**Assignment**
Write out the records below word for word, please.

**Items listed in a dataset**
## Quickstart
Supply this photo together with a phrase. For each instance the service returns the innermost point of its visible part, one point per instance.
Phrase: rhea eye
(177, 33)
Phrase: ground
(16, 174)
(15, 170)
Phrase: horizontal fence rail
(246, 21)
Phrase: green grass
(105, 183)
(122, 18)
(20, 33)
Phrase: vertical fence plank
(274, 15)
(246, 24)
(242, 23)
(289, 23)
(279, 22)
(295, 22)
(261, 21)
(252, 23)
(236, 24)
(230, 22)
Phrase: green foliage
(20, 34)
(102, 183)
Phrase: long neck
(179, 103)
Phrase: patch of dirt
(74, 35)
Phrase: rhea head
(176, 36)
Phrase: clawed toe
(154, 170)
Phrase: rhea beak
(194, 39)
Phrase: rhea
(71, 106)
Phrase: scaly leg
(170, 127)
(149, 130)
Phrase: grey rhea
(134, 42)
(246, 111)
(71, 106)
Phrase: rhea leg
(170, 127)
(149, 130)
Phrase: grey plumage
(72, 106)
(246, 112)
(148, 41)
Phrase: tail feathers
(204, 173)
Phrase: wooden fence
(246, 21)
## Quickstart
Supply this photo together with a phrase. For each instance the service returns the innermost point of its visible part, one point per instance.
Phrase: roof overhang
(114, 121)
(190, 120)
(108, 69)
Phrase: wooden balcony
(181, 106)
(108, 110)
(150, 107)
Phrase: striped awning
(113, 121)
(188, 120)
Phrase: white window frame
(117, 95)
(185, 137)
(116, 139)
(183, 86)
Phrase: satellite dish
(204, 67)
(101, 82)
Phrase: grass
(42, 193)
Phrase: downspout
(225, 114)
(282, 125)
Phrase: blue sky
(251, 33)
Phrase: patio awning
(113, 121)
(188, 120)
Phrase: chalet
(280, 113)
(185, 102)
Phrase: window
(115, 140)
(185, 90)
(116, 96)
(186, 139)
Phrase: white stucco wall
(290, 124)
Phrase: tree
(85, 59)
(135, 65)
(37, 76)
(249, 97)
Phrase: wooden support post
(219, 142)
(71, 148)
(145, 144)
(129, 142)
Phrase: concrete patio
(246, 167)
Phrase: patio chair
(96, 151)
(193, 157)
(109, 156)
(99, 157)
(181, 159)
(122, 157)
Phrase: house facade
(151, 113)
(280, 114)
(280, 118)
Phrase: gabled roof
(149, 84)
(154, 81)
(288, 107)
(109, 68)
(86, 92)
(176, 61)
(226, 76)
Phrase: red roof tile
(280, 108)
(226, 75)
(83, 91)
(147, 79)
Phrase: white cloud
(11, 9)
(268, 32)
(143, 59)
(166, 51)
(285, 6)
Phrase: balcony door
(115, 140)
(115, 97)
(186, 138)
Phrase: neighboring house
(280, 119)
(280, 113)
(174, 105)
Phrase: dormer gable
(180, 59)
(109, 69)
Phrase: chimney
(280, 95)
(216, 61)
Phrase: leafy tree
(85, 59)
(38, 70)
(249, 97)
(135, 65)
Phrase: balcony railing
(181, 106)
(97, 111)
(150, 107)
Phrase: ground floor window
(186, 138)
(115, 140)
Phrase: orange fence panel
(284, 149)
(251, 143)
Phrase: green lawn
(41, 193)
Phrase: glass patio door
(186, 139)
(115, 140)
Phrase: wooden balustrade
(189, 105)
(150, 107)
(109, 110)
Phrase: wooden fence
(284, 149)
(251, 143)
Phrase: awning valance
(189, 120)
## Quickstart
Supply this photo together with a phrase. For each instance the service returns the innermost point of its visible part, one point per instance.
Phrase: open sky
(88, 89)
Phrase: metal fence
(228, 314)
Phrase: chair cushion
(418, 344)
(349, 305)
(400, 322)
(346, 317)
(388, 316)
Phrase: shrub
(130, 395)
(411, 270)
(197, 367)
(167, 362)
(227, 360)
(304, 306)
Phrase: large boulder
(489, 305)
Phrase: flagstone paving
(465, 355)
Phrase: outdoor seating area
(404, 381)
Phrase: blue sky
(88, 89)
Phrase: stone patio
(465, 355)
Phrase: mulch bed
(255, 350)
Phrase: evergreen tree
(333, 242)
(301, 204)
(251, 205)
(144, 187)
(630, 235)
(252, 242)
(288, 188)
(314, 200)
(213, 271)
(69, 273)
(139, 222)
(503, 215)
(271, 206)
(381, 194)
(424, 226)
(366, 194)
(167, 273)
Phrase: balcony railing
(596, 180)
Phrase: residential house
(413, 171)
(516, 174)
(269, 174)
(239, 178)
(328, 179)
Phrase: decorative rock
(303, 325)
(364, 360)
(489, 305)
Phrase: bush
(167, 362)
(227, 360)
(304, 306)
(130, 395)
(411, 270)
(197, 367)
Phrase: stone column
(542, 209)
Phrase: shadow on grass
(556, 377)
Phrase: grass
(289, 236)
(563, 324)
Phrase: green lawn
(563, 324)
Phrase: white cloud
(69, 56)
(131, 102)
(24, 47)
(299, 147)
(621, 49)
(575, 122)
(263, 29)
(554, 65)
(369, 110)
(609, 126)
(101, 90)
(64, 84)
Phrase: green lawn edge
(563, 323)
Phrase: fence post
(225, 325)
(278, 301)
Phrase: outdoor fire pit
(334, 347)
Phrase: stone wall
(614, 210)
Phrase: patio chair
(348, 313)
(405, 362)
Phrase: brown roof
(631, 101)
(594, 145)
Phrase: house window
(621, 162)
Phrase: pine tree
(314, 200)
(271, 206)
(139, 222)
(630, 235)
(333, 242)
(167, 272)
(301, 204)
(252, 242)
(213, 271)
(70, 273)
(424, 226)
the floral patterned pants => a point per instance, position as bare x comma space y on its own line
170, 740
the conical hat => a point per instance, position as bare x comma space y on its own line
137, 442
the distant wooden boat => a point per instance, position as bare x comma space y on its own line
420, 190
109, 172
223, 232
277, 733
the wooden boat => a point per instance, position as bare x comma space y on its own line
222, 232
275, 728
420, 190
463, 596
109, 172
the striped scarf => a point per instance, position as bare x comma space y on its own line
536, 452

**Expected answer**
## Quickstart
Supply this photo together with a phrase. For each instance the service returns the innermost point of its visible part, one point per instance.
Phrase: rhea eye
(177, 33)
Phrase: ground
(16, 174)
(15, 170)
Phrase: horizontal fence rail
(246, 21)
Phrase: green grass
(105, 183)
(122, 18)
(20, 33)
Phrase: vertical fence plank
(274, 15)
(246, 24)
(242, 23)
(289, 23)
(279, 22)
(295, 22)
(261, 21)
(252, 23)
(236, 24)
(230, 22)
Phrase: green foliage
(20, 34)
(102, 183)
Phrase: long neck
(179, 103)
Phrase: patch of dirt
(74, 35)
Phrase: rhea head
(176, 36)
Phrase: clawed toe
(154, 170)
Phrase: rhea beak
(194, 39)
Phrase: rhea
(71, 106)
Phrase: scaly leg
(170, 127)
(149, 130)
Phrase: grey rhea
(134, 42)
(246, 111)
(71, 106)
Phrase: rhea leg
(170, 127)
(149, 130)
Phrase: grey plumage
(72, 106)
(246, 112)
(148, 41)
Phrase: tail feathers
(204, 173)
Phrase: wooden fence
(246, 21)
## Quickstart
Supply this photo together with a phrase. For each instance the service returns the innermost point of its visible part, one point per instance.
Phrase: roof overhang
(114, 121)
(190, 120)
(108, 69)
Phrase: wooden balcony
(181, 106)
(108, 110)
(150, 107)
Phrase: striped awning
(113, 121)
(188, 120)
Phrase: white window frame
(117, 95)
(185, 137)
(116, 139)
(183, 86)
Phrase: satellite dish
(204, 67)
(101, 82)
Phrase: grass
(42, 193)
Phrase: downspout
(225, 114)
(282, 125)
Phrase: blue sky
(251, 33)
Phrase: patio awning
(113, 121)
(188, 120)
Phrase: chalet
(280, 113)
(185, 102)
Phrase: window
(115, 140)
(185, 90)
(116, 96)
(186, 139)
Phrase: white stucco wall
(290, 124)
Phrase: tree
(85, 59)
(135, 65)
(37, 76)
(249, 97)
Phrase: wooden support post
(219, 142)
(71, 148)
(145, 144)
(129, 142)
Phrase: concrete patio
(246, 167)
Phrase: patio chair
(96, 151)
(193, 157)
(109, 156)
(99, 157)
(181, 159)
(122, 157)
Phrase: house facade
(151, 113)
(280, 114)
(280, 118)
Phrase: gabled roof
(149, 84)
(154, 81)
(288, 107)
(109, 68)
(86, 92)
(176, 61)
(226, 76)
Phrase: red roof tile
(280, 108)
(226, 75)
(83, 91)
(147, 79)
Phrase: white cloud
(11, 9)
(268, 32)
(143, 59)
(166, 51)
(285, 6)
Phrase: balcony door
(115, 140)
(115, 97)
(186, 138)
Phrase: neighboring house
(280, 119)
(280, 113)
(174, 105)
Phrase: dormer gable
(180, 59)
(109, 69)
Phrase: chimney
(280, 95)
(216, 61)
Phrase: leafy tree
(85, 59)
(38, 70)
(249, 97)
(135, 65)
Phrase: balcony railing
(181, 106)
(97, 111)
(150, 107)
Phrase: ground floor window
(186, 138)
(115, 140)
Phrase: orange fence panel
(284, 149)
(251, 143)
Phrase: green lawn
(41, 193)
Phrase: glass patio door
(186, 139)
(115, 140)
Phrase: wooden balustrade
(189, 105)
(150, 107)
(109, 110)
Phrase: wooden fence
(284, 149)
(251, 143)
Phrase: awning valance
(189, 120)
## Quickstart
Supply this photo together with a phrase. For each instance the service returns the innermost point of its visible part, one point per instance.
Phrase: open sky
(88, 89)
Phrase: metal fence
(228, 314)
Phrase: chair cushion
(418, 344)
(349, 305)
(400, 322)
(346, 317)
(388, 316)
Phrase: shrub
(130, 395)
(411, 270)
(197, 367)
(167, 362)
(227, 360)
(304, 306)
Phrase: large boulder
(489, 305)
Phrase: flagstone paving
(465, 355)
Phrase: outdoor seating area
(404, 381)
Phrase: blue sky
(88, 89)
Phrase: stone patio
(465, 355)
Phrase: mulch bed
(255, 350)
Phrase: evergreen tree
(333, 242)
(301, 204)
(251, 205)
(144, 187)
(630, 235)
(252, 242)
(288, 188)
(314, 200)
(213, 271)
(69, 273)
(139, 222)
(503, 215)
(271, 206)
(381, 194)
(424, 226)
(366, 194)
(167, 273)
Phrase: balcony railing
(596, 180)
Phrase: residential house
(413, 171)
(516, 174)
(269, 174)
(239, 178)
(328, 179)
Phrase: decorative rock
(303, 325)
(364, 360)
(489, 305)
Phrase: bush
(167, 362)
(227, 360)
(304, 306)
(130, 395)
(411, 270)
(197, 367)
Phrase: stone column
(542, 209)
Phrase: shadow on grass
(556, 377)
Phrase: grass
(289, 236)
(563, 324)
Phrase: green lawn
(563, 324)
Phrase: white cloud
(69, 56)
(131, 102)
(24, 47)
(299, 147)
(621, 49)
(575, 122)
(263, 29)
(554, 65)
(369, 110)
(609, 126)
(101, 90)
(64, 84)
Phrase: green lawn edge
(563, 323)
Phrase: fence post
(225, 325)
(278, 301)
Phrase: outdoor fire pit
(334, 347)
Phrase: stone wall
(614, 210)
Phrase: patio chair
(348, 313)
(405, 362)
Phrase: brown roof
(631, 101)
(594, 145)
Phrase: house window
(621, 162)
Phrase: pine tree
(314, 200)
(271, 206)
(139, 222)
(630, 235)
(333, 242)
(167, 272)
(301, 204)
(252, 242)
(213, 271)
(70, 273)
(424, 226)
the floral patterned pants => a point per instance, position as bare x comma space y on its own line
170, 740
the conical hat => a point per instance, position as bare x comma space y on its own line
137, 442
the distant wooden boat => a point per instance, position as bare x comma space y on its own line
420, 190
109, 172
223, 232
277, 733
the wooden boat => a point per instance, position as bare x comma space y on its own line
222, 232
275, 728
420, 190
463, 596
109, 172
the striped scarf => a point per instance, position as bare x comma space y on its own line
536, 452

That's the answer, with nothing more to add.